Imagine that you are an OSINT specialist searching for information on the Internet. You use a method (listed below) that forces you to think step by step and find non-obvious sources of information. You seek information to answer a question "How to buy a rare book in Amsterdam?".
The method:
You are describing the topic "rare books market" following the next steps.
1. You list the most common nouns (concepts) related to the topic.
2. You list all the processes associated with the words from first step and the topic in "subject verb object" format (for example, "a publisher publishes a book").
3. You list information systems where information about the concepts of the topic appears.
4. You list the URLs of information systems where information about the concepts of our topic appears.
The answers to each item must be numbered. All lists should be sorted in descending order of helpfulness, and each list item should be on a new line (essential to make the resulting text readable!). In each answer, there must be at least 10 results. Clearly specify if some URLs are hypothetical.
And the answer (current as of January 2024) is here.
Not bad, huh?
You can ask LLMs for more concepts, processes, information systems examples… Ask anything additional to dig into this topic. You're no longer staring into a vast unknown; you have clear paths and crossroads leading everywhere.

» **Task list**:
- A) List the steps of the method described in the OSINT passage.
- B) Please return the part of the OSINT passage that begins at the words "Imagine that you" and stops after "our topic appears.".
The items that come after the OSINT passage have no connection to it.

» **Extracted material**:
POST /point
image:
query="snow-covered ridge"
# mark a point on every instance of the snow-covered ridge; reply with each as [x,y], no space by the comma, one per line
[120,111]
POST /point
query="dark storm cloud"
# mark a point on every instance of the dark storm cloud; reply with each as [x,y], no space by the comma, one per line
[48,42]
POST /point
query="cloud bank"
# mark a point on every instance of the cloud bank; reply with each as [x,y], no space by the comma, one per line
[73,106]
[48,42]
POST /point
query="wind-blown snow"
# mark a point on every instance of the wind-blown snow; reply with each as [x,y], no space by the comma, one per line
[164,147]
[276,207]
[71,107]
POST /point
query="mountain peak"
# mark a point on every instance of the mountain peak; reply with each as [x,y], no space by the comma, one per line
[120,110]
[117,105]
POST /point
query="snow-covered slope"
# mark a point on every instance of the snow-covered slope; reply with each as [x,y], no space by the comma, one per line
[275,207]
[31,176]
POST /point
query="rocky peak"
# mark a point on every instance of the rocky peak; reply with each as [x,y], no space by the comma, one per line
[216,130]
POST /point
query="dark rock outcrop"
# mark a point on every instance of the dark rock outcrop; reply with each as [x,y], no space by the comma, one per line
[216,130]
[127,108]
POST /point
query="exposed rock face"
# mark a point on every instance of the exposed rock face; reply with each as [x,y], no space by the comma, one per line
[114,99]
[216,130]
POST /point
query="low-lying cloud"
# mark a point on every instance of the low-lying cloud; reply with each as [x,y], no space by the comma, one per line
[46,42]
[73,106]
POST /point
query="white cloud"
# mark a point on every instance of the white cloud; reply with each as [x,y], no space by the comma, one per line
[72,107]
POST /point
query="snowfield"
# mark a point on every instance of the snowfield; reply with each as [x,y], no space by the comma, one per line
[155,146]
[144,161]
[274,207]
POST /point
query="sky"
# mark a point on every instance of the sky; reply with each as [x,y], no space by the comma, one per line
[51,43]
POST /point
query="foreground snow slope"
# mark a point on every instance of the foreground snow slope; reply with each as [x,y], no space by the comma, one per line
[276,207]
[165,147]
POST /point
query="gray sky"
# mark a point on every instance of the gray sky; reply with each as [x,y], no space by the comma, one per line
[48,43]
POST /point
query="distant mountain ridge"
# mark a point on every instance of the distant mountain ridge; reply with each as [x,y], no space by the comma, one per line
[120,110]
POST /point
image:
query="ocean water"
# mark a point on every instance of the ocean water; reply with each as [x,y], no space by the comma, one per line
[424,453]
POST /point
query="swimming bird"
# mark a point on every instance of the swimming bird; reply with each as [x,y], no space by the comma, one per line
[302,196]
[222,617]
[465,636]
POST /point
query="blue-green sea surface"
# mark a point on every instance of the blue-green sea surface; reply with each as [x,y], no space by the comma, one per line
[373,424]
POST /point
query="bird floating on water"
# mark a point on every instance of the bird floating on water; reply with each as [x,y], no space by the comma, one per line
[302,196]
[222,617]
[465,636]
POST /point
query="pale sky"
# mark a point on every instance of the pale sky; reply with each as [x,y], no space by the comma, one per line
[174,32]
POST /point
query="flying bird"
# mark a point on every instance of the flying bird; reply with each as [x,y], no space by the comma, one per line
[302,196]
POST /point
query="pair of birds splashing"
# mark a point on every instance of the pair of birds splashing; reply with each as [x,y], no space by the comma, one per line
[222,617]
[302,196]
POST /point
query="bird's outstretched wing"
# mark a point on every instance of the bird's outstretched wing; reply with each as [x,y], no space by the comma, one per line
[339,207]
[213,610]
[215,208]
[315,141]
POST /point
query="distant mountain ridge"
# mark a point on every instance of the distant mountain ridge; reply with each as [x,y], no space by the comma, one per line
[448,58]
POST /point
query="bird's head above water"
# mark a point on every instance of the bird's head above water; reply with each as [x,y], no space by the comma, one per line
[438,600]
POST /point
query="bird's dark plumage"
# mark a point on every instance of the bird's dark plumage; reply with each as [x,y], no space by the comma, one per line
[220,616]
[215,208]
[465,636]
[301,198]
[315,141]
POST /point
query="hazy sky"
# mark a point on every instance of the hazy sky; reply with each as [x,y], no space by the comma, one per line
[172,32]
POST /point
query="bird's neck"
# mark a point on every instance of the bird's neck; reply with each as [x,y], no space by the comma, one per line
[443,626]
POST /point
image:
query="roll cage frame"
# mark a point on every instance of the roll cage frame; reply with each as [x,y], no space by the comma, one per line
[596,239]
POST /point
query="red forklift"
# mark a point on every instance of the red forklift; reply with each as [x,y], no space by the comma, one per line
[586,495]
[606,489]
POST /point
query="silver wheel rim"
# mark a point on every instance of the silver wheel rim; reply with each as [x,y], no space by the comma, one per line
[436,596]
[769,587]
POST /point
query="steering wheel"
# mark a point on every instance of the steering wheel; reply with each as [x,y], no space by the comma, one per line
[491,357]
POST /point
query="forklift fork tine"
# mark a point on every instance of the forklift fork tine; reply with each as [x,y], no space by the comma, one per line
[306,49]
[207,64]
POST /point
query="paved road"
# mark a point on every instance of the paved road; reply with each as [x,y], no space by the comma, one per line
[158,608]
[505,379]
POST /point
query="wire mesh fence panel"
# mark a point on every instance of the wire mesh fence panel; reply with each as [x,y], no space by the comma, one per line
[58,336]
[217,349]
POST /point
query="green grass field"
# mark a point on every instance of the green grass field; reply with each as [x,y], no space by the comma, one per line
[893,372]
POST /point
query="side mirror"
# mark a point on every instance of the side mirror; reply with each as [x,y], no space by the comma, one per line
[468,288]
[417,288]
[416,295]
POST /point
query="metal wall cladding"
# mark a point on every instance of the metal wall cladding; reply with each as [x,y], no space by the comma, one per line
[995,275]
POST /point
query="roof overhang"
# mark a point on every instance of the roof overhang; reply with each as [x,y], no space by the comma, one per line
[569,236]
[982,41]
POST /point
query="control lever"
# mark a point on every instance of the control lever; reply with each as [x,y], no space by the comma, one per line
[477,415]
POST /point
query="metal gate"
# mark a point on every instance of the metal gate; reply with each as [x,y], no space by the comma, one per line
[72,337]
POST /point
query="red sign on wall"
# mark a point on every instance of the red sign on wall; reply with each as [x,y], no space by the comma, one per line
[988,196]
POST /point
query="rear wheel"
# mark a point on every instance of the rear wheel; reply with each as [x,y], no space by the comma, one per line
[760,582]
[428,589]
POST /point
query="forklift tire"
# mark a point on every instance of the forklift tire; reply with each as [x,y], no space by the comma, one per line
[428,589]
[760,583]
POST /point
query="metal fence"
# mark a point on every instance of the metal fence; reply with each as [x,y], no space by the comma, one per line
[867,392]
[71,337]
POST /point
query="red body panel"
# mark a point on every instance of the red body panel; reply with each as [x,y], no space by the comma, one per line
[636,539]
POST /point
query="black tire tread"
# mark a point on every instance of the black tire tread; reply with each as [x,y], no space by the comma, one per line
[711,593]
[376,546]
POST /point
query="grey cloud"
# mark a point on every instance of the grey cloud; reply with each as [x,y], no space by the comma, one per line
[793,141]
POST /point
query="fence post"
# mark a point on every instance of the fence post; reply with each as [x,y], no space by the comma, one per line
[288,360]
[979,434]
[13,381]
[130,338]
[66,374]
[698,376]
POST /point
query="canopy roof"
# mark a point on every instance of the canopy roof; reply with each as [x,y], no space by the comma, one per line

» **Answer section**:
- A)
1. List the most common nouns (concepts) related to the topic.
2. List all the processes associated with the words from the first step and the topic in "subject verb object" format.
3. List information systems where information about the concepts of the topic appears.
4. List the URLs of information systems where information about the concepts of the topic appears.

- B)
Imagine that you are an OSINT specialist searching for information on the Internet. You use a method (listed below) that forces you to think step by step and find non-obvious sources of information. You seek information to answer a question "How to buy a rare book in Amsterdam?".
The method:
You are describing the topic "rare books market" following the next steps.
1. You list the most common nouns (concepts) related to the topic.
2. You list all the processes associated with the words from first step and the topic in "subject verb object" format (for example, "a publisher publishes a book").
3. You list information systems where information about the concepts of the topic appears.
4. You list the URLs of information systems where information about the concepts of our topic appears.